### Entries shown
======

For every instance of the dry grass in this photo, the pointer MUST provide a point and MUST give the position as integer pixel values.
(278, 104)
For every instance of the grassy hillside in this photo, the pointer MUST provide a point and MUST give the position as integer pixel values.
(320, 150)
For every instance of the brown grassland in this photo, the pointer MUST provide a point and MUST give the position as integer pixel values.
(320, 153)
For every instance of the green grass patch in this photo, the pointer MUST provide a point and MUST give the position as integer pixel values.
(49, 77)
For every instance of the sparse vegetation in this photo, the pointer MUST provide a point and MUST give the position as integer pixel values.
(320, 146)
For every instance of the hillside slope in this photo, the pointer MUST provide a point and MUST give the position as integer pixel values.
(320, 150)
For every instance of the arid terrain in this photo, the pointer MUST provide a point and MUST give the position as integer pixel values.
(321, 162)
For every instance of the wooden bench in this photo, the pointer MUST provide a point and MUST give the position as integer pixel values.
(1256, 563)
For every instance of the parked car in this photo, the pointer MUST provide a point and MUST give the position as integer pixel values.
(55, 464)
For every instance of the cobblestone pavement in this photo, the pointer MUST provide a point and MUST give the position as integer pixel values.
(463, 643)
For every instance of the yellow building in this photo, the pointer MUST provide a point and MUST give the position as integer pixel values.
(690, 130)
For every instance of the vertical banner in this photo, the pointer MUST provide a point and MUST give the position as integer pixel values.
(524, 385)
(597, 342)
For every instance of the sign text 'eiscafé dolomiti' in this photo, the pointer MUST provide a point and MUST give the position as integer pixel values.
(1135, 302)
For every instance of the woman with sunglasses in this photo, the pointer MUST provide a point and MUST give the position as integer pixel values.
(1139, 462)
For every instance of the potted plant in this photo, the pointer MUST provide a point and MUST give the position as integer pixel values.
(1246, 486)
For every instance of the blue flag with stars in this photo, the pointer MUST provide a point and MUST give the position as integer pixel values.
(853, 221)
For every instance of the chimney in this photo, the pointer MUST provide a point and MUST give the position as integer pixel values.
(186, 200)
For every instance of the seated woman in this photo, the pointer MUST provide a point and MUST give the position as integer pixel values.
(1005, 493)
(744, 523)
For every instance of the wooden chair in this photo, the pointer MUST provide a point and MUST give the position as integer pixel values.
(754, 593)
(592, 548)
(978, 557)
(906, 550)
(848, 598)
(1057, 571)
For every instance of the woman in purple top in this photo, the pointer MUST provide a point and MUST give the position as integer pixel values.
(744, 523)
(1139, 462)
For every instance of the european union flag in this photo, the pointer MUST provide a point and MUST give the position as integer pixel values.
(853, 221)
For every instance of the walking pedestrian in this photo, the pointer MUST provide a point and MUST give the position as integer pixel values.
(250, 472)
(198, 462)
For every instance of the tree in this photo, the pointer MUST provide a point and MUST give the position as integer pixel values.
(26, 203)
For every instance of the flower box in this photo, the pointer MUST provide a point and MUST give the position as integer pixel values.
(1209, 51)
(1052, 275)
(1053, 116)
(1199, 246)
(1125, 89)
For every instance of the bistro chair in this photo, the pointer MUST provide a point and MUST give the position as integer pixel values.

======

Would you restate each of the entries word for word?

For every instance of the dry grass in this photo, the pointer MUST provide a point and MUST give the position as integer pixel values.
(278, 104)
For every instance of the grassy hillside in this photo, the pointer MUST provide a point and MUST give the position as integer pixel values.
(320, 150)
For every instance of the brown grassland in this photo, the pointer MUST provide a point and MUST give the position as integer pixel values.
(320, 153)
For every instance of the green grass patch in this photo, the pointer MUST provide a point and MUST give the position as integer pixel values.
(49, 77)
For every instance of the sparse vegetation in this photo, the pointer MUST provide a point and MUST give the position as integer pixel values.
(320, 146)
For every instance of the hillside slope in this photo, the pointer MUST provide a point and MUST give the position as integer pixel values.
(320, 150)
For every instance of the arid terrain in this photo, the pointer MUST provide a point and MUST give the position as integer pixel values.
(321, 162)
For every instance of the wooden bench in this photo, the pointer MUST provide a point and MUST give the position as integer pixel values.
(1256, 563)
For every instance of the parked car in this photo, the pointer MUST provide a point and MUST give the position as integer pixel values.
(55, 464)
For every instance of the cobblestone pavement in this photo, the pointer MUST provide a point and MUST give the position as integer pixel values.
(463, 643)
For every instance of the yellow building in this photo, the pointer MUST provide a point and MUST give the position as integer pixel values.
(690, 130)
For every instance of the vertical banner in this photo, the pointer MUST provide a point and MUST give the position as integer pixel values.
(524, 385)
(597, 342)
For every instance of the sign text 'eiscafé dolomiti' in this photo, the pointer MUST provide a point and MUST give the position as integer pixel values.
(1135, 302)
For every instance of the woman with sunglasses in this photo, the pointer MUST provide a point and MUST give the position as integer pixel values.
(1139, 462)
For every instance of the potted plant in this photo, the pointer MUST provide a point and MUST give the position as integer pixel values.
(1246, 486)
For every instance of the blue flag with stars in this photo, the pointer MUST provide a point and MUST give the position as integer pixel values.
(853, 221)
For every instance of the chimney in this photo, the pointer MUST provide a point and MUST give the position as integer pixel values.
(186, 200)
For every instance of the seated woman in this photo, the pointer MUST provide a point and MUST give the position as integer pixel values.
(1005, 493)
(744, 523)
For every instance of the wooden chair in this photo, the pointer MUST provide a point and MUST give the position as integer pixel values.
(754, 593)
(592, 548)
(978, 557)
(906, 550)
(848, 598)
(1057, 571)
For every instance of the woman in purple top in this photo, the pointer MUST provide a point and MUST give the position as integer pixel values.
(744, 523)
(1139, 462)
For every instance of the european union flag in this photo, the pointer MUST provide a point and MUST give the position as integer pixel values.
(853, 221)
For every instance of the walking pedestrian in this photo, the pointer MUST provide a point and MUST give the position as integer pixel values.
(250, 472)
(198, 462)
For every instance of the tree in this photo, the pointer MUST provide a point and MUST give the position as integer pixel values.
(26, 203)
For every instance of the flower box in this photo, the pointer MUST provide a point and MUST give the position as integer pixel values.
(1209, 51)
(1052, 275)
(1053, 116)
(1199, 246)
(1125, 89)
For every instance of the bistro chair in this photo, the pointer MUST provide a point and MUST give the position as integer pixel values.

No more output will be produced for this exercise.